§ **INSTRUCTIONS FOR THE TASK**
Give again, word for word, only the lines from the one containing "Note to the class: we label each instance of the front" through the final line.
— Start RECORDS FOR THE TASK —
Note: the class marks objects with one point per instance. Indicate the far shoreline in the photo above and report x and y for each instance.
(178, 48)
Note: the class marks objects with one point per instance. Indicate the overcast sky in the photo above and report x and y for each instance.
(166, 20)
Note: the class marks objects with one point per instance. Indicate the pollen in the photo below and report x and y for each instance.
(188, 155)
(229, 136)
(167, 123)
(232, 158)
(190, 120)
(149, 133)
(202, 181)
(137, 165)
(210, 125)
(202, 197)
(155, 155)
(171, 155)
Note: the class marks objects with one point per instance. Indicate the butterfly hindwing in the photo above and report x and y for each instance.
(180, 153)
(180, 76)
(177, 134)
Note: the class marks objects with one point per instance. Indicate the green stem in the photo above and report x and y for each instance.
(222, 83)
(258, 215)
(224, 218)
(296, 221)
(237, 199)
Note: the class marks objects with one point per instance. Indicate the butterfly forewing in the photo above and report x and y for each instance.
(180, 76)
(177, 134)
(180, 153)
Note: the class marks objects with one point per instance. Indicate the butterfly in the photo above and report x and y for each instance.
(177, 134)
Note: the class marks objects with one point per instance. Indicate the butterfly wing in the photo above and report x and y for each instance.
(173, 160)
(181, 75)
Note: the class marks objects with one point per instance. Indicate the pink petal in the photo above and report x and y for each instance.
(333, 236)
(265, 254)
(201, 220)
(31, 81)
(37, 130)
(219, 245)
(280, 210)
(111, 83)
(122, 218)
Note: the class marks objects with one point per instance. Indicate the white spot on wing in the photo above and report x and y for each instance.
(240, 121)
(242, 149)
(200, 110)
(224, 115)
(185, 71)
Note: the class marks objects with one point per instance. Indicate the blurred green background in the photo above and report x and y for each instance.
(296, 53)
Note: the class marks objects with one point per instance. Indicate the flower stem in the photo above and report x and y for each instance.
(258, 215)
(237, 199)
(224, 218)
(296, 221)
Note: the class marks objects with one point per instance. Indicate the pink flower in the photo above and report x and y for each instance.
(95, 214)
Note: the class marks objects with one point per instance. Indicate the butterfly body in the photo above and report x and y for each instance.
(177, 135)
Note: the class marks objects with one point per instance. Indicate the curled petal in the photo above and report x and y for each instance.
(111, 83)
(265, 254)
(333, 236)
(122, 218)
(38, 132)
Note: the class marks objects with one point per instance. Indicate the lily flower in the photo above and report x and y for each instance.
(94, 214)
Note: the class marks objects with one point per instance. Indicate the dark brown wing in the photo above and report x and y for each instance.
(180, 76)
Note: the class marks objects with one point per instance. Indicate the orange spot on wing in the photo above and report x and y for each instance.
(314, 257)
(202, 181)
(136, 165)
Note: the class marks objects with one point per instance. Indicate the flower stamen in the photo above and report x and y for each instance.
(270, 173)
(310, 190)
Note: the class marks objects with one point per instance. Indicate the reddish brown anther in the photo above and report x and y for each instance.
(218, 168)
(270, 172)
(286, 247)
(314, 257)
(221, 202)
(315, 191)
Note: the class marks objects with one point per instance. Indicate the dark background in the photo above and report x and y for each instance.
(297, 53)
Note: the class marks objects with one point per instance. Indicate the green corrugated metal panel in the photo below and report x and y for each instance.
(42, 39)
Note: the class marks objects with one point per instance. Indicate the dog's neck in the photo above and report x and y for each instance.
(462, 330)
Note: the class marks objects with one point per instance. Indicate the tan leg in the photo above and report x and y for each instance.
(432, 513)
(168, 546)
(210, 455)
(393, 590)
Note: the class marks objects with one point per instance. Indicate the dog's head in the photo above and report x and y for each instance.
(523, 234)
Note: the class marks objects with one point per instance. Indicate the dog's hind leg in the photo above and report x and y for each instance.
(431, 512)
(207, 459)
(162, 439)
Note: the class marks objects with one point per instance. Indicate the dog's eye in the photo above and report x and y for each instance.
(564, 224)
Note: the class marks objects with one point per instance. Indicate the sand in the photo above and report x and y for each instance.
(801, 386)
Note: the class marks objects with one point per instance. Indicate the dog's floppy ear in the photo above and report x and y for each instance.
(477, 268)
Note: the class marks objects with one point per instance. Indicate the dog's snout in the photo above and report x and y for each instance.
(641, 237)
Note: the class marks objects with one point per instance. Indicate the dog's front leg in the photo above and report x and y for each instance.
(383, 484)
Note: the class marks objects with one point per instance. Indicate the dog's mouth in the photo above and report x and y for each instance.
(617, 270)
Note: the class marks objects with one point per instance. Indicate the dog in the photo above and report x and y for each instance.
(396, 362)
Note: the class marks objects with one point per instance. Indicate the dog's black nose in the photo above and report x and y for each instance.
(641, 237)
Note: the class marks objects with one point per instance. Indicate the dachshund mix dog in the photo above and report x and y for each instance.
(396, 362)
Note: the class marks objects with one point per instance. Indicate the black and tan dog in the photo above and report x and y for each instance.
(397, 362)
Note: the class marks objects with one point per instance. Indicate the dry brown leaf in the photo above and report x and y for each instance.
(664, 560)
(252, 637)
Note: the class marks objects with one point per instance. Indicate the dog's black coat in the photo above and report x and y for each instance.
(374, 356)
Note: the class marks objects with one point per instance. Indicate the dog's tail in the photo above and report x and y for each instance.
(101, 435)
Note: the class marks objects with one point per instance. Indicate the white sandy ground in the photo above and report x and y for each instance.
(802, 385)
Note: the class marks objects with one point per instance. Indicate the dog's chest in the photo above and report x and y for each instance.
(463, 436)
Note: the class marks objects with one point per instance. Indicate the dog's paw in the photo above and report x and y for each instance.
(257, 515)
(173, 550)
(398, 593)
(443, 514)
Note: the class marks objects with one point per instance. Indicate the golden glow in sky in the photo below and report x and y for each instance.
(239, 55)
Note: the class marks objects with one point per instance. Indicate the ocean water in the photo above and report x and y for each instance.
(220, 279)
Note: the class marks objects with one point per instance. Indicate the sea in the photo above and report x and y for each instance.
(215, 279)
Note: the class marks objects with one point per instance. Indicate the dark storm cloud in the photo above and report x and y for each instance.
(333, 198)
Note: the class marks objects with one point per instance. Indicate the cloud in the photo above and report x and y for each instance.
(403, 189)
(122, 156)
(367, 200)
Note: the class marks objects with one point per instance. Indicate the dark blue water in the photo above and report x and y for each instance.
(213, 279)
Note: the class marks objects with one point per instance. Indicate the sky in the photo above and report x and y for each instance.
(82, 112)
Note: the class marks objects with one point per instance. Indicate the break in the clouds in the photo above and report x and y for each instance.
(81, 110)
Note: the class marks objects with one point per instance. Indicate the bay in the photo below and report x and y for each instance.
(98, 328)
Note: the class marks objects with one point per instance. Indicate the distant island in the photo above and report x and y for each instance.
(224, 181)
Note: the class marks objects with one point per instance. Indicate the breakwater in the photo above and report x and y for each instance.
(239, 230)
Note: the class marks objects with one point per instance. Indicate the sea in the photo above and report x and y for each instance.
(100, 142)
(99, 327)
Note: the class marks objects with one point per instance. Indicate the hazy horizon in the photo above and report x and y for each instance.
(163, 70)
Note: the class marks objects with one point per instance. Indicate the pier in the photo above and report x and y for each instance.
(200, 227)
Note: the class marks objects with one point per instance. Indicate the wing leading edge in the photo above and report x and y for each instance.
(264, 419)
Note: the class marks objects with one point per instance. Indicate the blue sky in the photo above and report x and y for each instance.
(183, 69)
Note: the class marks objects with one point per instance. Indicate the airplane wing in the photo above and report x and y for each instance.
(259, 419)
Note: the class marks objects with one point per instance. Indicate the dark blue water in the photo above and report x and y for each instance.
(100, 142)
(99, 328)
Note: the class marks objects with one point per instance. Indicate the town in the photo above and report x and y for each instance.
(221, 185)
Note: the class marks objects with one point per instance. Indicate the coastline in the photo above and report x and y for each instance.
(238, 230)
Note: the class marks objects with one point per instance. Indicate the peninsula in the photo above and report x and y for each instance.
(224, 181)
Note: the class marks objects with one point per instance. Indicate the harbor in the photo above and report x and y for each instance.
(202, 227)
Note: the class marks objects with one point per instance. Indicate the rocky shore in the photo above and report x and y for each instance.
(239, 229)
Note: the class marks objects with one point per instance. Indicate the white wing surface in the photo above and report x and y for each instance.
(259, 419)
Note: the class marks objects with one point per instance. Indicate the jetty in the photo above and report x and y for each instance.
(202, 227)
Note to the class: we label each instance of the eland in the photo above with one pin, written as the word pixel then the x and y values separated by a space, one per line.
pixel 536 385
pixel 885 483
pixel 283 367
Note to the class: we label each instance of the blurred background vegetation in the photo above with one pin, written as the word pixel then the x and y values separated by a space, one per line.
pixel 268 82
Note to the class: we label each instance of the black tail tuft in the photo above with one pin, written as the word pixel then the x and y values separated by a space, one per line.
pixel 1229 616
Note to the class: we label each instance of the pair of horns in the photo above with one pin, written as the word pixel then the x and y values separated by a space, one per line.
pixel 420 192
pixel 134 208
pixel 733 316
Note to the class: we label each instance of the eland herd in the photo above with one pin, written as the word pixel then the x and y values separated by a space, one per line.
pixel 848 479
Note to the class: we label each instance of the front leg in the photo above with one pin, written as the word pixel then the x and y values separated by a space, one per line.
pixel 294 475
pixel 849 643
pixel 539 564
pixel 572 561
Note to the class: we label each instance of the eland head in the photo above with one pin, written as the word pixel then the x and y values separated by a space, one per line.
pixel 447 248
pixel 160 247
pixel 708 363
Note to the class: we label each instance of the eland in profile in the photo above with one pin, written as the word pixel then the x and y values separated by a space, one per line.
— End RECORDS FOR THE TASK —
§ **TASK SOLUTION**
Note to the class: we label each instance of the front leg in the photo above with one pin, written as the word pixel then the x and y values separated by a space, one per line.
pixel 294 475
pixel 849 643
pixel 539 564
pixel 572 561
Note to the class: we label each instance of the eland head in the photo above with one pin, written as the word pixel then the x and y values separated by a space, one per line.
pixel 447 248
pixel 160 247
pixel 708 363
Note to the class: we label each instance of the eland in profile in the photo above with one pin, written as the word pixel then the x and y values separated by a space, one per line.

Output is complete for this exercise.